* BEGIN Material *

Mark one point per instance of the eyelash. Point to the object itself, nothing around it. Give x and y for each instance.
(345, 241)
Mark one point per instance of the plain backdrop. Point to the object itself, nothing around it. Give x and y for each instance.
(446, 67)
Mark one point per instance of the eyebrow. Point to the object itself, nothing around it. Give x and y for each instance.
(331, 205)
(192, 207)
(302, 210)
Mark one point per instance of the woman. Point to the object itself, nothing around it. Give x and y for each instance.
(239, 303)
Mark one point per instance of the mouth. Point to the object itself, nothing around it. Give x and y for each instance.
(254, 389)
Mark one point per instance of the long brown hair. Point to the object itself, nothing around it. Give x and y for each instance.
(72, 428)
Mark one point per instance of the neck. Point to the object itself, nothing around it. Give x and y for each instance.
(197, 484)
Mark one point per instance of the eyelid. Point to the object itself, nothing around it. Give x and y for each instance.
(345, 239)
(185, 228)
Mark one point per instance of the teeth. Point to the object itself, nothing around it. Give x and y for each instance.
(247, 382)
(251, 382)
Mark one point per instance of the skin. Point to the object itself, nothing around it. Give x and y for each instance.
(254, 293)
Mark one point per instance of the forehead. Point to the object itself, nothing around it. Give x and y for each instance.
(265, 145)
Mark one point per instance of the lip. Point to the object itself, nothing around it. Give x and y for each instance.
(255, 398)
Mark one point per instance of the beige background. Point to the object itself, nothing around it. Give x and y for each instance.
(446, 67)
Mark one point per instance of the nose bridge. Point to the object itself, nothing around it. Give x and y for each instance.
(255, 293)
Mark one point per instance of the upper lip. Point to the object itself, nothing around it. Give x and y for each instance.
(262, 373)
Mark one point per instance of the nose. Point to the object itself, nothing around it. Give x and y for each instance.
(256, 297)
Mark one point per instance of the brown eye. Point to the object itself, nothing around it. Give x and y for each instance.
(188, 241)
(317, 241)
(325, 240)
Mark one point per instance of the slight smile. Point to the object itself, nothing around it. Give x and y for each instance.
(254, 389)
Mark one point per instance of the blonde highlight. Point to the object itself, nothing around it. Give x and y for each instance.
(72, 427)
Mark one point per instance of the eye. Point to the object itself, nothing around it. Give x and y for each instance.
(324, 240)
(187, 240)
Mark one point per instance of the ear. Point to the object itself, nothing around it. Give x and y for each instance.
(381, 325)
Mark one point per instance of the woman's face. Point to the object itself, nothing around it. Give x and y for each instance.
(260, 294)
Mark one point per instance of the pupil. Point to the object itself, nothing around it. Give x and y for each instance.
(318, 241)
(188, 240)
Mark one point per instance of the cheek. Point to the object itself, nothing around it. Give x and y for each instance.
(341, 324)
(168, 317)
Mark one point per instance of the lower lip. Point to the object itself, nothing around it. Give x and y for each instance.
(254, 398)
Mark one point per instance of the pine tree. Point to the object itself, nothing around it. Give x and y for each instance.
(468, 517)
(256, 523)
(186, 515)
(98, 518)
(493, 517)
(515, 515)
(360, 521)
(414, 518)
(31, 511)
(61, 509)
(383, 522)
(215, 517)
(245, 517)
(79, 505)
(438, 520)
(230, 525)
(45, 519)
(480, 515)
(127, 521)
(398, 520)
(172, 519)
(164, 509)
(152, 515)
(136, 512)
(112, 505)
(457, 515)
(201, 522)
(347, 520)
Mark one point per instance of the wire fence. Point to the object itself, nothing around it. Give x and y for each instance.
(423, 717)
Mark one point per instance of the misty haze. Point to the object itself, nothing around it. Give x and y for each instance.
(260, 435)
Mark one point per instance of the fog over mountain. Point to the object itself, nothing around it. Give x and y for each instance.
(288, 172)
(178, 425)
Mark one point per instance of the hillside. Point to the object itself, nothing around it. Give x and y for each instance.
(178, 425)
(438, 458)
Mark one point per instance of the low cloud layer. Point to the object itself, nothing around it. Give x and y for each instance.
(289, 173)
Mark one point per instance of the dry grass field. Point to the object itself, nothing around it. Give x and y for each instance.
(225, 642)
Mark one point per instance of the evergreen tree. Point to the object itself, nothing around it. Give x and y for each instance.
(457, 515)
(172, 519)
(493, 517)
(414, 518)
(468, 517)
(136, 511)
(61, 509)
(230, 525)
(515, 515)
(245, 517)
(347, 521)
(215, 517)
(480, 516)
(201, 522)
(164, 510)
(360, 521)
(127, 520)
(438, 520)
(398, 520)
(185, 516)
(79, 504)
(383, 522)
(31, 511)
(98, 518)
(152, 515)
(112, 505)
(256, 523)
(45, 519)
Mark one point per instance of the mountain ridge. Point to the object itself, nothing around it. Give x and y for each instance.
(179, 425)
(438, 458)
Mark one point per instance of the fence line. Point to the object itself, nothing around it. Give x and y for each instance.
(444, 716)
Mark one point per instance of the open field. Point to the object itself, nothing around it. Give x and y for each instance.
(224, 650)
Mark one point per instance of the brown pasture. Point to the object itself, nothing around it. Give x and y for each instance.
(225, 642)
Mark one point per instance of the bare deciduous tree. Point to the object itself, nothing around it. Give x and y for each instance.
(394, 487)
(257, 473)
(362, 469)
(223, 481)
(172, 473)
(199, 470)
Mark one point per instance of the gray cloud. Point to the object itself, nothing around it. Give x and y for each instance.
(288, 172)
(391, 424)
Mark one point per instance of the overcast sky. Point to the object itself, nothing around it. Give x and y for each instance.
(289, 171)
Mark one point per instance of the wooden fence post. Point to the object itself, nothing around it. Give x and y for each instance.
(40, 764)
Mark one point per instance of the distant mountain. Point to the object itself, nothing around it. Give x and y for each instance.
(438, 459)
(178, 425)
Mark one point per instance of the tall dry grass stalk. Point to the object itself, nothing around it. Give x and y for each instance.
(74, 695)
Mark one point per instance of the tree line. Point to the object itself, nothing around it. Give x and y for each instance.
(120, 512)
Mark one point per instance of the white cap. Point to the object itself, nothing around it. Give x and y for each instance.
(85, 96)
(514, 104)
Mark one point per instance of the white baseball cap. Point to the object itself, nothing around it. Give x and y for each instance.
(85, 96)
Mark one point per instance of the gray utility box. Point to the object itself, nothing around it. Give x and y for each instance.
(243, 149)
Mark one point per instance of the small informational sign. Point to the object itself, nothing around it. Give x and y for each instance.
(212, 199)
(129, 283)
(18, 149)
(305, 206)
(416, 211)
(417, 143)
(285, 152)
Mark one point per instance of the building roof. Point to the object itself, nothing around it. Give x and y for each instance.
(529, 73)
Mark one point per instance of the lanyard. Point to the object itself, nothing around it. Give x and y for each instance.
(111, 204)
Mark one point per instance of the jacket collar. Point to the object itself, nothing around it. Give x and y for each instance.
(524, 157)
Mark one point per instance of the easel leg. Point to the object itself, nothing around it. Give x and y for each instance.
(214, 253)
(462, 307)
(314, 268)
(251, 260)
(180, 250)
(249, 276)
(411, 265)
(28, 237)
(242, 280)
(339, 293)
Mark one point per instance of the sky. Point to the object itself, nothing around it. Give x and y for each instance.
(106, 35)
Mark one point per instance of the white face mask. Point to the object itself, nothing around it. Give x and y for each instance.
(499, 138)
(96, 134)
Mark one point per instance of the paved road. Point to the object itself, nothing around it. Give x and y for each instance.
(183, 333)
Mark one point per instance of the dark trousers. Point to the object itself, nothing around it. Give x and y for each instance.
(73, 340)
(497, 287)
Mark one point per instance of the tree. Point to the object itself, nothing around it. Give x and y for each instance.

* END Material *

Give all the entries again exactly; leave none out.

• [Full solution]:
Mark one point per instance of the eyelash. Point to the object itself, nothing around it. Give x and y for each instance.
(345, 241)
Mark one point per instance of the plain backdrop. Point to the object itself, nothing around it. Give x and y for each instance.
(446, 67)
Mark one point per instance of the eyebrow. Point to the object itself, nothing around it. Give x and y for each instance.
(331, 205)
(192, 207)
(302, 210)
Mark one point per instance of the woman. Point to the object itself, nothing around it. Give x and y for each instance.
(239, 303)
Mark one point per instance of the mouth. Point to the object itself, nothing around it. Give x and y for each instance.
(254, 389)
Mark one point per instance of the long brown hair. Point to the object itself, nothing around it. Give x and y for each instance.
(72, 428)
Mark one point per instance of the neck. Point to the object itself, nothing around it. Give x and y for each instance.
(197, 484)
Mark one point per instance of the eyelid. Point to the object itself, nothing around it. Give x and y for each instance.
(345, 239)
(185, 228)
Mark one point per instance of the teeth. Point to the object itself, nothing around it. Give x and y for each instance.
(247, 382)
(251, 382)
Mark one point per instance of the skin. Point to the object itself, nothing around it. Give x and y for each instance.
(254, 293)
Mark one point per instance of the forehead. Point to the object itself, nothing around it. Give x and y for each instance.
(265, 145)
Mark one point per instance of the lip. Point to the object itself, nothing around it. Give x and y for each instance.
(255, 398)
Mark one point per instance of the beige background. Point to the object itself, nothing around it. Give x and y for each instance.
(446, 67)
Mark one point per instance of the nose bridge. Point to the object itself, nothing around it. Give x and y for each instance.
(255, 293)
Mark one point per instance of the upper lip. Point to the object itself, nothing around it. Give x and y for each instance.
(262, 373)
Mark one point per instance of the nose. Point to the object itself, nothing around it. Give x and y for each instance.
(256, 297)
Mark one point per instance of the brown eye. Point to the object itself, nothing around it. Give x and y for each instance.
(188, 241)
(317, 241)
(325, 240)
Mark one point per instance of the slight smile. Point to the object itself, nothing around it. Give x and y for each instance.
(254, 389)
Mark one point per instance of the blonde highlight. Point to the object itself, nothing around it. Give x and y for each instance.
(72, 427)
Mark one point per instance of the eye. Point to the object itself, nothing around it. Give x and y for each instance.
(324, 240)
(187, 240)
Mark one point per instance of the ear. Point to the object itself, nothing around it. Give x and y for each instance.
(381, 325)
Mark one point per instance of the woman's face. Point to the object itself, nothing around it. Give x and y for each instance.
(260, 294)
Mark one point per instance of the pupil. Point to the object itself, nothing around it. Give x and y for each instance.
(318, 241)
(188, 240)
Mark one point per instance of the cheek. Point to the object itself, nothing around it. Give x and y for each instance.
(341, 324)
(168, 317)
Mark one point per instance of the lower lip. Point to the object itself, nothing around it. Give x and y for each instance.
(254, 398)
Mark one point per instance of the pine tree. Point to the object itself, nothing around it. Give x and y for each instance.
(468, 517)
(256, 523)
(186, 515)
(98, 518)
(493, 517)
(515, 515)
(360, 521)
(414, 518)
(31, 511)
(61, 509)
(383, 522)
(215, 517)
(245, 517)
(79, 505)
(438, 520)
(230, 525)
(45, 519)
(480, 515)
(127, 521)
(398, 520)
(172, 519)
(164, 509)
(152, 515)
(136, 512)
(112, 505)
(457, 515)
(201, 522)
(347, 520)
Mark one point per instance of the wire fence. Point to the object itself, nothing around it. Give x and y for each instance.
(423, 717)
Mark one point per instance of the misty haze. Point to the object itself, nothing around it. Give x and y for each instance.
(260, 435)
Mark one point per instance of the fog over mountain. Point to the object itself, nothing around it. Give x and y for each instance.
(288, 172)
(178, 425)
Mark one point per instance of the hillside. Point to the object itself, nothing around it. Give x and y for each instance.
(178, 425)
(438, 458)
Mark one point per instance of the low cloud layer. Point to the object itself, nothing around it. Give x and y for each instance.
(289, 173)
Mark one point per instance of the dry grass field. Point to the object itself, nothing around it. Give x and y for each instance.
(225, 642)
Mark one point per instance of the evergreen tree. Point to the object itself, nothing around it. Give x and y for each instance.
(457, 515)
(172, 519)
(493, 517)
(414, 518)
(468, 517)
(136, 511)
(61, 509)
(230, 525)
(515, 515)
(245, 517)
(347, 521)
(215, 517)
(480, 516)
(201, 522)
(164, 510)
(360, 521)
(127, 520)
(438, 520)
(398, 520)
(185, 516)
(79, 504)
(383, 522)
(31, 511)
(98, 518)
(152, 515)
(112, 505)
(256, 523)
(45, 519)
Mark one point per instance of the mountain ridge. Point to the object itself, nothing around it. Give x and y for each instance.
(179, 425)
(438, 458)
Mark one point per instance of the fence line. Point to the object itself, nothing around it. Give x and y for each instance.
(444, 716)
Mark one point per instance of the open field. Point to the object itself, nothing around it. Give x and y for each instance.
(224, 650)
Mark one point per instance of the brown pasture. Point to the object itself, nothing around it. Give x and y for each instance.
(225, 642)
Mark one point per instance of the bare deciduous tree. Point to the object itself, nothing around it. Give x and y for each instance.
(394, 487)
(257, 473)
(362, 469)
(223, 481)
(172, 473)
(199, 470)
Mark one point per instance of the gray cloud. Point to the object itself, nothing around it. Give x and y for each instance.
(288, 172)
(391, 424)
Mark one point per instance of the overcast sky. Point to the object itself, nothing around it. Give x and y for each instance.
(289, 171)
Mark one point per instance of the wooden fence post. Point to the object itself, nothing around it. Give x and y for each instance.
(40, 764)
Mark one point per instance of the distant mountain. Point to the object itself, nothing around it. Give x and y for each instance.
(438, 459)
(178, 425)
Mark one point per instance of the tall dry grass stalk. Point to the object itself, nothing around it. Give x and y for each instance.
(74, 695)
Mark one point per instance of the tree line. Point to the object itself, nothing around it. Give x and y for each instance.
(120, 512)
Mark one point per instance of the white cap. Point to the object itself, nothing around it. Give x and y for each instance.
(85, 96)
(514, 104)
Mark one point per instance of the white baseball cap. Point to the object itself, nothing around it. Give x and y for each instance.
(85, 96)
Mark one point per instance of the gray utility box. Point to the object itself, nothing around it. Give x and y for each instance.
(243, 149)
Mark one point per instance of the small informational sign. Point to the object itself, nothing around it. Give x and y for each instance.
(212, 199)
(129, 283)
(18, 149)
(305, 206)
(416, 211)
(417, 143)
(285, 152)
Mark one point per instance of the building roof. Point to the object itself, nothing around it. Give x and y for each instance.
(529, 73)
Mark one point per instance of the lanyard. Point to the object itself, nothing around it. Give x and y for each instance.
(111, 204)
Mark one point per instance of the jacket collar. Point to the object itself, nothing around it. Give x and y for each instance.
(524, 157)
Mark one point per instance of the easel leg. Point to the object itself, nothing around it. Give x and y for each instance.
(214, 253)
(462, 307)
(314, 268)
(251, 260)
(180, 250)
(249, 276)
(411, 265)
(28, 237)
(242, 280)
(339, 293)
Mark one point per instance of the sky. Point to the object itself, nothing around it. Give x and y for each instance.
(106, 35)
Mark one point per instance of the white face mask. Point to the object itself, nothing around it. Give x and y for each instance.
(499, 138)
(96, 134)
Mark one point per instance of the paved road. Point to the object itself, nothing around it. Give x and y for each instance.
(183, 333)
Mark one point per instance of the dark trousers. Point to the object itself, nothing around it. Give x and y for each instance.
(73, 340)
(497, 287)
Mark one point per instance of the tree. Point to the object itself, nothing around it. Give x and y for each instance.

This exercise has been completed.